----- SOURCE DATA
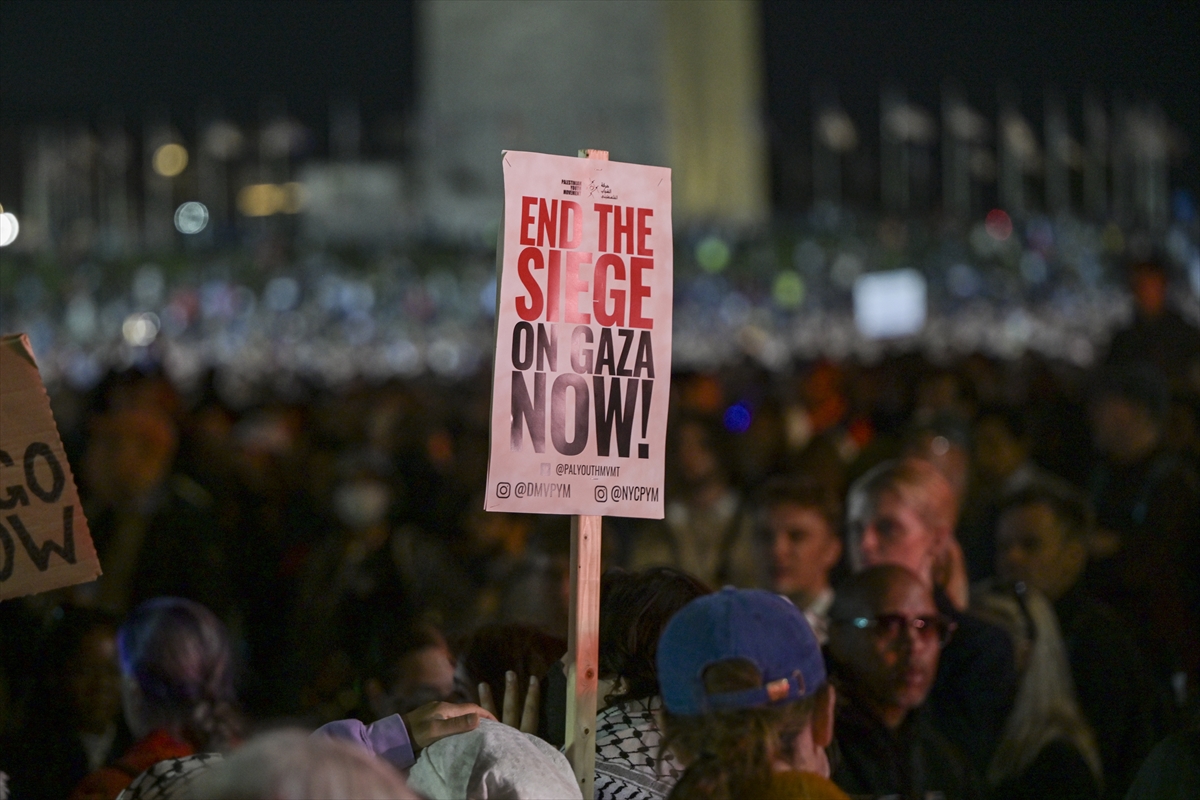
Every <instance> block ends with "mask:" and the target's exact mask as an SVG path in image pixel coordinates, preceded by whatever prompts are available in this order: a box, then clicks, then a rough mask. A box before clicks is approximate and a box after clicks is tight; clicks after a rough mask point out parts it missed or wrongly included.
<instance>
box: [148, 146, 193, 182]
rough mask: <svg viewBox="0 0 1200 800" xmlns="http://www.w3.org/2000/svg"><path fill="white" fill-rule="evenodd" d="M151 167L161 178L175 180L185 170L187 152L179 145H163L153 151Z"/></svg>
mask: <svg viewBox="0 0 1200 800" xmlns="http://www.w3.org/2000/svg"><path fill="white" fill-rule="evenodd" d="M151 166H152V167H154V170H155V172H156V173H158V174H160V175H162V176H163V178H175V176H176V175H179V174H180V173H182V172H184V170H185V169H186V168H187V150H186V149H185V148H184V145H181V144H174V143H172V144H164V145H162V146H161V148H158V149H157V150H155V151H154V158H152V160H151Z"/></svg>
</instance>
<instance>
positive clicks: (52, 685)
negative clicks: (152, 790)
mask: <svg viewBox="0 0 1200 800" xmlns="http://www.w3.org/2000/svg"><path fill="white" fill-rule="evenodd" d="M1151 16H1153V17H1154V20H1153V24H1151V23H1150V22H1147V19H1148V17H1151ZM1144 17H1145V18H1144ZM229 20H236V25H235V26H236V28H239V32H229V31H228V30H224V29H226V28H227V26H228V25H229V24H230V23H229ZM1144 23H1145V24H1144ZM581 30H586V31H590V34H592V35H589V36H581V35H580V32H578V31H581ZM1198 31H1200V17H1198V14H1196V12H1195V10H1194V8H1189V7H1187V6H1184V5H1182V4H1180V5H1174V4H1168V5H1164V6H1162V7H1160V8H1158V10H1157V11H1154V12H1151V11H1140V10H1132V8H1127V7H1124V6H1121V5H1117V4H1099V5H1090V6H1086V7H1085V6H1073V5H1063V6H1045V7H1042V8H1040V10H1038V11H1034V10H1032V8H1028V7H1025V6H1013V5H1008V4H984V2H979V4H970V5H965V6H962V5H958V4H938V2H918V4H905V5H887V6H883V5H876V4H848V5H845V6H842V5H840V4H839V5H838V6H836V11H834V6H833V5H829V4H787V2H774V1H770V0H764V1H763V2H710V4H701V5H700V6H698V7H695V8H685V7H684V4H677V2H659V4H640V2H588V4H584V2H576V4H552V2H551V4H545V2H534V1H514V2H491V4H488V2H434V1H428V2H407V4H406V2H395V4H391V2H386V4H384V2H379V4H373V2H341V4H319V2H298V4H292V6H290V8H289V10H288V12H286V13H284V12H283V11H281V7H280V6H277V5H276V4H258V5H241V4H224V2H217V1H214V2H205V4H184V2H161V4H158V2H156V4H148V2H132V1H130V2H124V1H122V2H109V4H95V5H94V4H82V2H48V4H25V2H19V1H17V0H10V1H8V2H5V4H4V5H2V6H0V204H2V212H4V216H2V217H0V332H4V333H10V332H18V331H20V332H26V333H29V336H30V338H31V341H32V344H34V348H35V353H36V355H37V359H38V366H40V368H41V372H42V375H43V378H44V380H46V383H47V386H48V390H49V393H50V398H52V404H53V408H54V413H55V419H56V421H58V425H59V429H60V432H61V434H62V439H64V443H65V445H66V450H67V453H68V457H70V459H71V464H72V467H73V470H74V474H76V477H77V481H78V483H79V489H80V494H82V498H83V501H84V504H85V511H86V516H88V519H89V524H90V528H91V533H92V537H94V540H95V542H96V546H97V549H98V552H100V557H101V564H102V566H103V569H104V576H103V578H102V579H101V581H98V582H96V583H95V584H88V585H84V587H78V588H74V589H72V590H68V591H61V593H53V594H46V595H38V596H34V597H28V599H23V600H17V601H6V602H4V603H0V738H7V741H13V740H14V738H16V739H19V738H22V736H25V735H28V734H29V732H30V730H32V723H34V721H35V720H46V718H54V720H58V721H59V723H56V724H55V726H50V727H52V728H54V729H59V730H78V732H83V733H86V734H88V735H89V736H91V738H90V739H89V738H86V736H85V738H84V739H83V741H84V742H85V748H86V750H88V752H86V757H88V758H86V760H88V766H89V769H88V770H83V764H82V763H79V764H76V765H74V766H72V768H71V769H72V770H73V772H72V774H76V772H78V775H77V776H76V777H77V778H78V777H82V775H83V774H85V772H86V771H90V770H91V769H95V768H96V766H97V765H98V764H102V763H104V760H107V758H108V756H109V754H110V753H119V752H122V750H124V746H125V745H127V744H128V732H126V730H124V729H120V724H118V721H119V717H120V712H119V711H120V710H119V702H118V699H116V693H115V678H114V676H115V674H116V673H115V669H116V667H115V661H114V656H113V634H114V632H115V630H116V626H118V625H119V624H120V620H121V619H122V616H124V615H125V614H127V613H128V612H130V610H131V609H133V608H136V607H137V606H138V604H139V603H142V602H143V601H145V600H148V599H151V597H155V596H160V595H174V596H181V597H187V599H192V600H196V601H198V602H200V603H203V604H204V606H206V607H208V608H210V609H211V610H212V612H214V613H215V614H216V615H217V616H218V618H220V619H221V620H223V622H224V624H226V625H227V626H228V630H229V631H230V633H232V639H233V642H234V646H235V651H236V660H238V663H239V664H240V682H239V688H240V691H239V696H240V698H241V702H242V705H244V708H245V710H246V712H247V716H248V717H250V718H251V720H252V721H256V722H266V721H280V720H293V721H299V722H301V723H304V724H310V726H312V724H319V723H324V722H328V721H330V720H337V718H344V717H352V716H356V717H359V718H362V720H366V721H370V720H373V718H377V717H379V716H384V715H385V714H388V712H390V711H391V710H400V709H412V708H415V706H418V705H420V704H421V703H422V702H425V700H428V699H434V698H443V697H450V696H454V693H455V691H456V687H457V690H458V691H460V697H463V694H462V691H463V686H464V685H466V686H467V687H468V688H467V690H466V694H464V696H466V697H467V698H472V697H473V696H472V692H473V690H470V688H469V686H470V682H469V681H468V680H467V679H466V678H464V675H470V676H473V678H475V679H481V676H482V674H484V673H485V672H486V670H487V669H488V667H487V666H486V664H485V661H487V660H486V658H480V660H478V661H476V662H472V652H475V654H479V652H481V651H484V652H492V654H494V652H496V651H498V650H503V649H504V648H506V646H510V648H511V649H512V651H514V652H517V651H520V652H523V654H530V652H532V654H540V655H538V658H540V660H541V661H538V658H535V660H534V661H538V663H533V662H529V663H528V664H527V666H526V672H524V673H523V675H541V674H545V672H546V669H547V667H548V666H550V663H552V662H553V661H554V660H557V658H558V656H559V655H560V654H562V651H564V650H565V643H564V642H565V636H566V607H568V593H569V579H568V578H569V575H568V569H566V567H568V545H569V537H568V525H569V521H568V519H566V518H565V517H554V516H540V517H534V516H521V515H499V513H485V512H484V511H482V494H481V492H482V487H484V483H485V474H486V468H487V435H488V429H487V422H488V415H490V409H488V397H490V360H491V356H492V348H493V329H492V324H493V323H492V319H493V315H494V296H496V277H494V269H496V267H494V257H496V251H494V246H496V241H494V240H496V233H497V219H498V216H499V210H500V192H499V187H500V184H499V181H500V173H499V169H498V167H499V157H498V156H499V151H500V149H502V148H510V149H529V150H540V151H545V152H562V154H570V152H574V151H575V150H576V149H577V148H582V146H595V148H608V149H610V151H611V155H612V158H614V160H619V161H631V162H640V163H656V164H666V166H670V167H672V168H673V170H674V185H676V197H674V209H676V230H677V240H676V253H674V255H676V266H674V270H676V291H674V293H676V311H674V354H673V359H674V365H676V374H674V375H673V377H672V387H671V422H670V426H668V441H670V443H671V444H670V449H671V452H670V455H668V459H667V473H668V485H667V492H666V501H667V517H666V519H665V521H662V522H661V523H647V522H641V521H631V519H620V518H606V519H605V521H604V547H605V552H604V559H605V566H606V567H613V566H620V567H628V569H642V567H647V566H653V565H662V564H665V565H671V566H676V567H679V569H682V570H685V571H688V572H689V573H692V575H695V576H696V577H698V578H700V579H701V581H703V582H706V583H708V584H709V585H712V587H719V585H722V584H725V583H736V584H738V585H745V587H763V588H773V589H776V590H780V591H785V593H787V594H792V595H793V596H794V597H796V599H797V600H798V602H802V601H803V602H802V604H806V603H811V602H814V601H816V600H817V597H816V596H808V595H805V593H804V591H800V590H799V589H798V588H797V589H790V588H788V585H791V584H788V581H791V579H792V578H788V576H790V575H792V571H796V570H800V571H802V572H803V570H802V569H800V567H796V566H794V564H793V563H794V561H797V560H799V561H802V563H804V564H810V565H811V564H812V563H814V561H812V559H816V563H817V564H820V565H821V569H820V570H817V571H818V572H820V573H821V575H822V576H823V578H822V579H824V578H828V579H830V581H835V579H836V578H838V577H839V576H844V575H847V573H848V572H850V571H851V569H852V567H853V566H854V565H852V564H850V563H848V561H847V558H848V557H847V555H845V554H842V553H841V548H840V547H839V548H838V549H836V552H835V553H833V554H832V557H829V558H826V555H829V552H828V551H826V552H824V555H821V557H820V558H818V557H817V555H814V553H815V551H803V552H802V551H800V549H796V551H794V552H793V551H792V549H790V546H788V545H787V542H785V541H782V540H780V541H776V539H773V537H772V536H773V534H770V529H769V525H767V524H766V523H764V522H763V509H764V507H766V506H764V503H766V504H767V505H769V503H767V501H766V500H764V499H763V494H762V493H763V487H767V486H770V482H772V479H776V477H779V476H784V475H790V476H797V475H799V476H803V477H804V480H805V481H809V482H810V483H811V485H814V486H817V487H820V491H818V492H817V493H818V494H821V493H824V494H823V495H822V497H827V498H832V500H828V501H824V500H822V501H820V503H818V501H816V500H814V501H811V503H806V504H802V505H805V506H810V507H820V509H822V515H823V519H824V522H826V527H827V528H828V531H827V533H832V534H833V535H834V536H833V537H834V539H840V534H841V524H842V519H844V518H846V517H847V515H850V513H851V512H850V510H847V509H846V507H845V498H846V494H847V489H848V488H850V487H851V485H852V483H853V481H854V480H856V479H858V477H860V476H863V475H864V474H866V473H868V471H869V470H870V469H871V468H872V467H875V465H877V464H880V463H881V462H883V461H886V459H889V458H896V457H901V456H918V457H920V458H924V459H926V461H929V462H930V463H932V464H934V465H935V467H936V469H937V470H938V471H940V473H941V474H942V475H943V476H944V477H946V480H947V481H948V482H949V485H950V486H952V487H953V489H954V493H955V501H956V505H958V509H959V515H958V523H956V530H955V534H956V540H958V542H959V545H960V547H961V551H962V559H961V565H962V569H964V571H965V576H964V579H965V581H968V582H970V583H978V582H980V581H985V579H989V578H992V579H996V578H997V576H998V578H1000V579H1003V581H1012V579H1019V581H1022V582H1026V583H1030V584H1032V585H1034V587H1036V588H1037V589H1039V590H1040V591H1043V593H1045V594H1046V595H1048V597H1049V599H1050V600H1051V601H1058V600H1061V599H1062V597H1064V596H1067V595H1068V590H1075V591H1082V590H1084V589H1086V593H1087V594H1088V597H1093V596H1094V597H1097V599H1099V601H1103V602H1104V603H1106V604H1105V606H1104V610H1103V614H1102V615H1104V619H1105V620H1111V621H1112V626H1114V627H1116V628H1117V630H1118V631H1120V633H1118V634H1117V636H1118V638H1121V642H1122V643H1124V642H1126V639H1128V640H1129V642H1130V644H1129V646H1128V648H1126V645H1124V644H1121V645H1120V648H1118V649H1121V652H1126V654H1133V655H1130V656H1129V657H1130V658H1134V662H1133V663H1135V664H1141V666H1139V667H1138V668H1136V669H1135V672H1138V673H1139V674H1144V675H1145V676H1146V685H1145V688H1144V693H1145V698H1148V699H1147V700H1146V709H1148V710H1146V709H1144V711H1145V718H1146V720H1148V721H1147V722H1146V726H1147V729H1148V730H1150V733H1146V734H1145V735H1144V739H1146V741H1147V742H1152V741H1153V740H1154V739H1157V738H1158V736H1159V735H1163V734H1165V733H1166V732H1168V730H1170V729H1172V728H1175V727H1177V726H1178V724H1182V723H1184V722H1186V721H1187V720H1188V718H1189V715H1193V714H1194V710H1195V704H1196V698H1198V680H1200V627H1198V620H1200V479H1198V475H1200V327H1198V326H1200V218H1198V213H1196V207H1195V206H1196V200H1195V197H1196V188H1198V187H1200V180H1198V175H1200V173H1198V168H1196V163H1198V162H1196V160H1195V156H1194V152H1193V149H1194V146H1195V142H1196V140H1198V136H1200V122H1198V118H1196V113H1198V112H1196V103H1195V97H1196V91H1198V82H1196V73H1195V53H1196V50H1198V47H1200V43H1198V41H1196V40H1198ZM948 76H949V77H950V78H953V79H949V78H948ZM601 78H602V79H601ZM997 86H998V89H997ZM1031 483H1038V485H1044V483H1050V485H1052V486H1054V487H1056V488H1055V491H1056V492H1061V494H1062V495H1063V497H1069V498H1070V499H1072V500H1070V501H1069V503H1066V501H1064V504H1066V505H1064V506H1063V507H1066V506H1070V509H1067V510H1066V511H1062V512H1061V513H1060V515H1058V516H1057V517H1056V518H1055V519H1056V521H1057V522H1058V523H1061V525H1062V527H1063V530H1067V529H1069V530H1070V531H1074V533H1078V536H1074V534H1073V536H1074V537H1073V539H1072V541H1076V540H1078V542H1076V543H1081V548H1076V551H1073V552H1074V553H1075V555H1074V557H1067V555H1063V554H1062V552H1060V551H1061V549H1062V548H1063V547H1066V545H1064V543H1063V541H1060V539H1061V536H1060V539H1055V536H1058V535H1060V533H1061V531H1060V530H1058V529H1057V528H1056V527H1055V524H1054V521H1051V522H1046V523H1045V524H1042V525H1040V527H1039V524H1040V523H1042V522H1044V521H1039V519H1032V521H1026V522H1027V523H1028V524H1027V525H1025V528H1021V527H1020V525H1018V528H1019V530H1016V533H1013V531H1012V530H1009V531H1008V534H1006V535H1007V539H1006V537H1004V535H1002V533H1003V531H1002V530H1001V528H1002V527H1001V525H998V521H1000V519H1001V517H1002V516H1003V513H1002V512H1004V511H1006V509H1008V506H1006V503H1008V498H1010V495H1012V494H1013V493H1014V492H1016V491H1020V489H1022V488H1027V487H1028V486H1030V485H1031ZM1056 497H1058V495H1056ZM1072 504H1074V505H1072ZM1051 506H1052V507H1054V509H1056V510H1057V509H1058V506H1055V505H1054V503H1051V504H1050V506H1048V507H1051ZM1072 509H1074V510H1072ZM1056 513H1057V511H1056ZM1073 515H1074V516H1073ZM1064 519H1066V521H1067V522H1063V521H1064ZM1014 524H1015V523H1014ZM743 530H745V531H750V534H749V537H748V539H746V542H748V545H746V547H745V548H743V547H742V546H740V543H738V545H736V542H739V541H740V534H742V531H743ZM802 539H803V536H798V537H797V539H796V541H794V542H792V545H793V546H794V547H796V548H800V547H802V543H800V540H802ZM810 545H811V542H810ZM1056 548H1057V549H1056ZM1073 559H1074V560H1073ZM1072 565H1074V566H1072ZM793 578H794V581H796V582H799V583H797V587H799V585H800V584H802V583H804V582H805V581H806V578H804V576H799V577H794V576H793ZM817 583H818V584H820V583H821V582H820V581H818V582H817ZM805 585H809V584H805ZM1072 596H1074V595H1072ZM1056 608H1057V610H1058V612H1060V613H1061V614H1062V613H1067V612H1064V610H1063V608H1066V606H1060V607H1056ZM1087 608H1088V609H1091V612H1090V613H1098V612H1094V608H1092V607H1091V606H1087ZM1110 614H1111V615H1110ZM1060 624H1061V625H1062V627H1063V628H1064V631H1063V634H1064V637H1066V638H1067V639H1068V643H1067V644H1068V649H1069V648H1070V646H1073V645H1072V642H1070V640H1069V638H1070V631H1069V630H1068V628H1069V627H1070V626H1069V624H1068V621H1067V620H1066V619H1060ZM497 625H504V626H508V627H504V628H496V627H494V626H497ZM490 626H491V627H490ZM1085 627H1086V626H1085ZM497 630H500V631H502V633H497ZM1106 630H1108V628H1106ZM488 637H491V638H488ZM1114 646H1116V645H1114ZM456 669H457V674H456ZM502 675H503V670H502V672H500V673H499V675H498V676H493V678H490V679H488V680H491V682H492V685H493V686H498V685H503V682H504V681H503V676H502ZM1080 680H1087V678H1084V679H1080V678H1079V676H1078V675H1076V681H1080ZM1097 680H1100V679H1097ZM1080 691H1084V690H1080ZM1139 691H1141V690H1139ZM476 699H478V698H476ZM1086 710H1087V709H1085V711H1086ZM1130 714H1133V711H1130ZM1138 714H1142V711H1138ZM1139 718H1140V717H1139ZM1091 722H1092V726H1093V727H1099V724H1100V723H1098V722H1097V721H1096V720H1092V721H1091ZM114 726H115V728H114ZM118 729H120V730H118ZM114 730H118V733H114ZM106 736H107V738H106ZM114 736H115V739H114ZM122 738H124V739H122ZM1147 746H1148V745H1147ZM46 752H59V751H53V748H52V750H48V751H46ZM72 753H73V754H72ZM55 757H61V758H62V759H70V758H76V759H77V760H78V759H79V758H80V754H79V753H76V752H74V751H71V752H70V753H68V752H67V751H61V752H59V754H58V756H55ZM80 770H83V771H80ZM1127 777H1128V776H1127ZM1114 796H1115V795H1114Z"/></svg>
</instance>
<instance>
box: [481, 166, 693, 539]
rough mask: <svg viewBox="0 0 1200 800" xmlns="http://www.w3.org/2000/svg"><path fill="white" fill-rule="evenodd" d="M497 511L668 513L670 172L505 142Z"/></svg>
mask: <svg viewBox="0 0 1200 800" xmlns="http://www.w3.org/2000/svg"><path fill="white" fill-rule="evenodd" d="M503 167H504V222H503V241H502V245H500V252H499V259H500V275H499V279H498V282H497V315H496V318H497V325H496V360H494V369H493V375H492V437H491V453H490V458H488V465H487V494H486V500H485V509H486V510H488V511H517V512H532V513H571V515H593V516H620V517H646V518H654V519H660V518H662V509H664V498H662V481H664V470H665V458H664V456H665V452H664V451H665V446H666V421H667V402H668V396H670V391H668V389H670V379H671V307H672V277H673V261H672V231H671V170H670V169H666V168H662V167H646V166H641V164H626V163H620V162H612V161H602V160H598V158H588V160H584V158H570V157H565V156H548V155H542V154H534V152H517V151H511V150H510V151H506V152H504V155H503Z"/></svg>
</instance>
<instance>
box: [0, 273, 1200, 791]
mask: <svg viewBox="0 0 1200 800" xmlns="http://www.w3.org/2000/svg"><path fill="white" fill-rule="evenodd" d="M1134 278H1135V282H1134V289H1135V291H1136V293H1139V294H1138V297H1139V307H1140V312H1139V317H1138V318H1136V319H1135V321H1134V324H1133V327H1130V329H1129V330H1127V331H1123V332H1121V333H1118V335H1117V337H1116V339H1114V342H1112V343H1111V347H1110V351H1109V356H1108V359H1106V360H1105V361H1104V362H1103V363H1102V365H1099V366H1097V367H1096V368H1093V369H1090V371H1085V369H1080V368H1078V367H1074V366H1069V365H1064V363H1060V362H1050V361H1040V360H1037V359H1032V357H1027V359H1025V360H1021V361H1007V362H1006V361H996V360H990V359H985V357H968V359H965V360H961V361H956V362H953V363H946V365H935V363H930V362H928V361H924V360H922V359H918V357H913V356H904V355H896V356H893V357H888V359H883V360H881V361H878V362H875V363H830V362H816V363H804V365H796V366H794V368H793V369H792V371H790V372H778V373H770V374H768V373H763V372H761V371H757V369H755V368H752V367H749V366H746V367H739V368H730V369H724V371H721V372H719V373H689V374H677V375H674V377H673V380H672V395H671V421H670V425H668V443H670V447H668V455H667V473H668V479H667V480H668V482H667V492H666V517H665V519H662V521H638V519H624V518H606V519H605V521H604V535H602V541H604V563H605V573H604V579H602V585H601V599H600V690H599V716H598V721H596V729H595V734H596V765H595V792H596V798H604V799H605V800H635V799H636V800H653V799H662V798H667V796H670V798H673V799H674V800H689V799H692V798H718V799H720V798H742V796H762V798H846V796H847V795H848V796H852V798H886V796H900V798H934V796H944V798H967V799H971V798H980V799H982V798H989V799H991V798H995V799H997V800H998V799H1012V798H1016V799H1020V798H1080V799H1084V798H1097V799H1099V798H1105V799H1108V798H1126V796H1129V798H1135V799H1138V800H1141V799H1142V798H1169V796H1170V798H1175V796H1178V798H1183V796H1195V794H1192V795H1189V794H1188V793H1189V792H1190V793H1194V792H1196V790H1198V787H1196V781H1198V777H1196V776H1198V774H1200V728H1198V722H1200V718H1198V717H1196V709H1198V697H1200V692H1198V680H1200V477H1198V475H1200V344H1198V341H1200V332H1196V331H1195V330H1194V329H1190V327H1183V329H1180V327H1178V326H1176V325H1174V324H1168V323H1164V321H1163V320H1164V319H1166V318H1164V317H1163V314H1170V313H1171V312H1170V311H1169V309H1165V308H1164V307H1163V301H1162V296H1160V295H1162V293H1160V291H1159V296H1158V297H1157V301H1156V295H1154V290H1156V285H1157V284H1156V283H1154V282H1156V281H1158V279H1159V278H1160V272H1156V271H1154V269H1153V266H1152V265H1151V266H1148V267H1142V269H1141V271H1140V272H1139V271H1136V270H1135V271H1134ZM1139 281H1141V282H1142V283H1141V284H1139V283H1138V282H1139ZM1142 295H1145V296H1142ZM1156 303H1157V305H1156ZM488 389H490V387H488V385H487V377H486V374H482V373H481V374H480V375H479V377H478V378H476V379H474V380H470V381H454V383H443V381H438V380H418V379H414V380H406V381H392V383H383V384H377V385H366V384H364V385H359V386H355V387H352V389H348V390H342V391H337V392H332V391H326V390H320V389H319V387H305V386H290V387H288V390H287V391H286V392H281V393H278V395H277V396H271V397H260V398H258V401H257V402H254V403H252V404H248V405H247V404H241V405H236V407H235V405H232V404H230V403H229V402H227V399H226V398H224V397H223V395H222V391H221V381H220V375H217V377H215V378H214V380H210V381H209V383H208V384H205V385H203V386H202V387H199V389H198V390H196V391H194V392H191V393H185V392H181V391H179V390H178V389H176V387H175V386H173V385H172V384H170V381H169V380H167V379H166V378H164V377H163V375H162V374H161V373H157V372H155V371H152V369H151V371H133V372H124V373H114V374H112V375H110V377H109V378H107V379H106V380H104V381H102V383H101V384H100V385H98V386H97V387H96V389H95V390H94V391H92V392H90V393H86V395H80V393H72V392H70V391H68V390H66V389H61V390H56V391H54V392H52V396H53V405H54V410H55V415H56V419H58V421H59V426H60V429H61V433H62V438H64V443H65V446H66V449H67V452H68V455H70V458H71V463H72V465H73V467H74V471H76V477H77V480H78V482H79V488H80V494H82V498H83V501H84V504H85V510H86V516H88V521H89V527H90V530H91V535H92V537H94V541H95V543H96V548H97V551H98V554H100V559H101V564H102V567H103V571H104V575H103V577H101V578H100V579H98V581H97V582H95V583H91V584H84V585H80V587H74V588H71V589H67V590H61V591H56V593H48V594H43V595H35V596H31V597H28V599H22V600H17V601H6V602H4V603H0V772H4V774H6V775H7V788H6V789H5V788H4V787H5V784H4V783H2V782H0V795H2V794H4V792H5V790H6V792H7V793H8V795H10V796H11V798H12V799H13V800H25V799H31V798H67V796H70V798H78V799H85V798H86V799H89V800H100V799H101V798H104V799H108V800H112V799H113V798H116V796H118V795H119V794H120V793H122V792H124V793H125V794H124V796H125V798H126V800H132V799H137V798H142V799H146V800H149V799H150V798H184V796H197V798H227V796H228V798H234V796H236V798H246V796H259V798H346V796H356V798H412V796H426V798H443V796H445V798H462V796H470V798H476V796H478V798H484V796H522V798H562V796H580V795H578V793H580V789H578V784H577V782H576V780H575V776H574V775H572V770H571V765H570V763H569V762H568V758H566V756H564V753H563V752H562V751H563V747H564V746H565V745H566V744H568V742H566V729H565V722H564V718H565V705H566V699H565V698H566V691H568V690H566V676H565V670H564V666H563V656H564V654H565V652H566V639H565V637H566V618H568V608H569V591H570V589H569V587H570V582H569V563H568V559H569V549H568V547H569V533H568V521H566V518H565V517H553V516H539V517H534V516H523V515H500V513H485V512H484V511H482V495H481V487H482V486H484V475H485V470H486V453H487V420H488V404H487V403H488ZM308 732H314V733H312V734H311V735H310V733H308ZM1188 770H1190V772H1189V771H1188ZM401 775H404V777H401ZM1188 781H1192V783H1190V784H1189V783H1187V782H1188ZM1170 792H1176V794H1170ZM1180 792H1182V793H1180ZM187 793H191V794H187Z"/></svg>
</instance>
----------
### REQUIRED WORK
Read the data above. Pull out each line in which the string "clicks" appears.

### YOUR RESPONSE
Every <instance> block ends with "mask:" and the target's exact mask as an SVG path in image pixel coordinates, preceded by whatever prompts are available in this order: a box, then clicks, then a rough mask. A box before clicks is approximate and a box after clicks is tight; clicks after a rough mask point out parts it missed or wrongly included.
positive clicks: (52, 685)
negative clicks: (152, 790)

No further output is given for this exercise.